**WHAT YOU NEED TO DO**.
Would you please transcribe the records below exactly, leaving out the pictures?

**EXTRACTED INFORMATION**.
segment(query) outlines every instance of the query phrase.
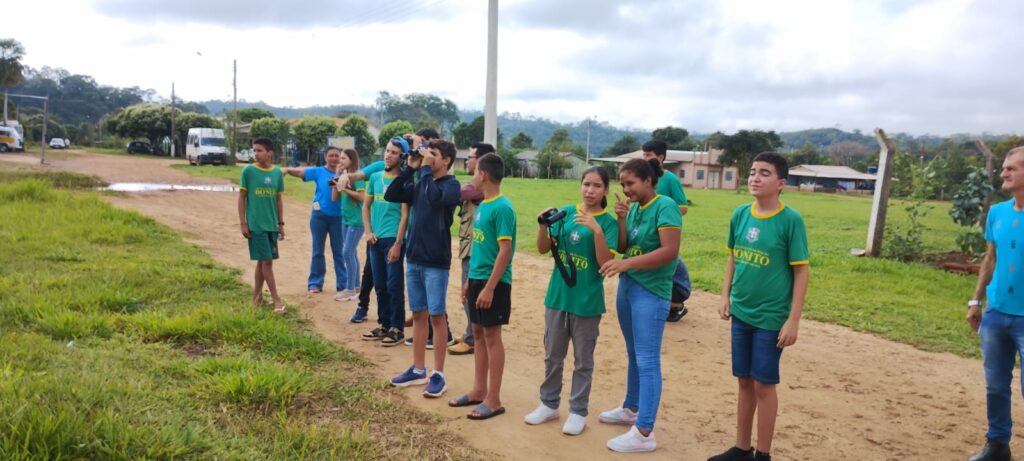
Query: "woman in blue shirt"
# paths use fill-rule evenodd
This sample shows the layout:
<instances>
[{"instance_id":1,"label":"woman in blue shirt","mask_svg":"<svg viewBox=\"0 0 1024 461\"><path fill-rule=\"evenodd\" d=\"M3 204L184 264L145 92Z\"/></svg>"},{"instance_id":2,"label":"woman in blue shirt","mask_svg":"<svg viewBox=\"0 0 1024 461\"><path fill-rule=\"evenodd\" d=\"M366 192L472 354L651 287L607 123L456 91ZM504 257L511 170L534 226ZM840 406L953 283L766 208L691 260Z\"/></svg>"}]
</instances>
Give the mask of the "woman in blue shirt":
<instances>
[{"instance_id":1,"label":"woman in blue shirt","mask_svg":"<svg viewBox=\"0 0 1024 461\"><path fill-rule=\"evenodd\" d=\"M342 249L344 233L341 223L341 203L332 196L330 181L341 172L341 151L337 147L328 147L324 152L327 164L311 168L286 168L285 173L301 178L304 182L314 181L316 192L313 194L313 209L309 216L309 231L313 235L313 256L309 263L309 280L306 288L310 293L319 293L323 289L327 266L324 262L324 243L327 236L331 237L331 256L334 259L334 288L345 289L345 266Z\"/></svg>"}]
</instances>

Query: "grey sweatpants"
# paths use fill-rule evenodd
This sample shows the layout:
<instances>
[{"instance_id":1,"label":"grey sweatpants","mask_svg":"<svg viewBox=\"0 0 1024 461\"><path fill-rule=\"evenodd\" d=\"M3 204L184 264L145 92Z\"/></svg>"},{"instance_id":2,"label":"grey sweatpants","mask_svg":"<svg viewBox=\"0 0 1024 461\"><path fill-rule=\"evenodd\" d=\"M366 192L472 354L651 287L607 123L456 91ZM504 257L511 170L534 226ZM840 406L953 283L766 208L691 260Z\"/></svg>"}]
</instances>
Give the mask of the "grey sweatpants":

**EXERCISE RESPONSE**.
segment(query) outlines every instance of the query phrase.
Query: "woman in blue shirt"
# paths use fill-rule evenodd
This sample shows the layout:
<instances>
[{"instance_id":1,"label":"woman in blue shirt","mask_svg":"<svg viewBox=\"0 0 1024 461\"><path fill-rule=\"evenodd\" d=\"M3 204L184 264L145 92Z\"/></svg>"},{"instance_id":2,"label":"woman in blue shirt","mask_svg":"<svg viewBox=\"0 0 1024 461\"><path fill-rule=\"evenodd\" d=\"M366 192L472 354L651 287L607 123L456 91ZM504 257L511 170L534 226ZM840 406L953 283L766 208L691 260Z\"/></svg>"}]
</instances>
Give the mask of the "woman in blue shirt":
<instances>
[{"instance_id":1,"label":"woman in blue shirt","mask_svg":"<svg viewBox=\"0 0 1024 461\"><path fill-rule=\"evenodd\" d=\"M342 249L344 233L341 223L341 203L332 196L330 181L341 172L341 151L337 147L328 147L324 152L327 164L311 168L286 168L285 173L301 178L304 182L314 181L316 192L313 194L313 209L309 216L309 231L313 235L313 256L309 263L309 280L306 288L310 293L319 293L323 289L327 266L324 262L324 243L327 236L331 237L331 256L334 259L334 288L345 289L345 266Z\"/></svg>"}]
</instances>

Query: "grey sweatpants"
# paths use fill-rule evenodd
This sample shows the layout:
<instances>
[{"instance_id":1,"label":"grey sweatpants","mask_svg":"<svg viewBox=\"0 0 1024 461\"><path fill-rule=\"evenodd\" d=\"M3 204L184 264L145 92Z\"/></svg>"},{"instance_id":2,"label":"grey sweatpants","mask_svg":"<svg viewBox=\"0 0 1024 461\"><path fill-rule=\"evenodd\" d=\"M366 192L472 354L651 287L607 123L456 91ZM504 257L511 170L534 226ZM840 406L953 283L766 208L691 260Z\"/></svg>"}]
</instances>
Give the mask of the "grey sweatpants":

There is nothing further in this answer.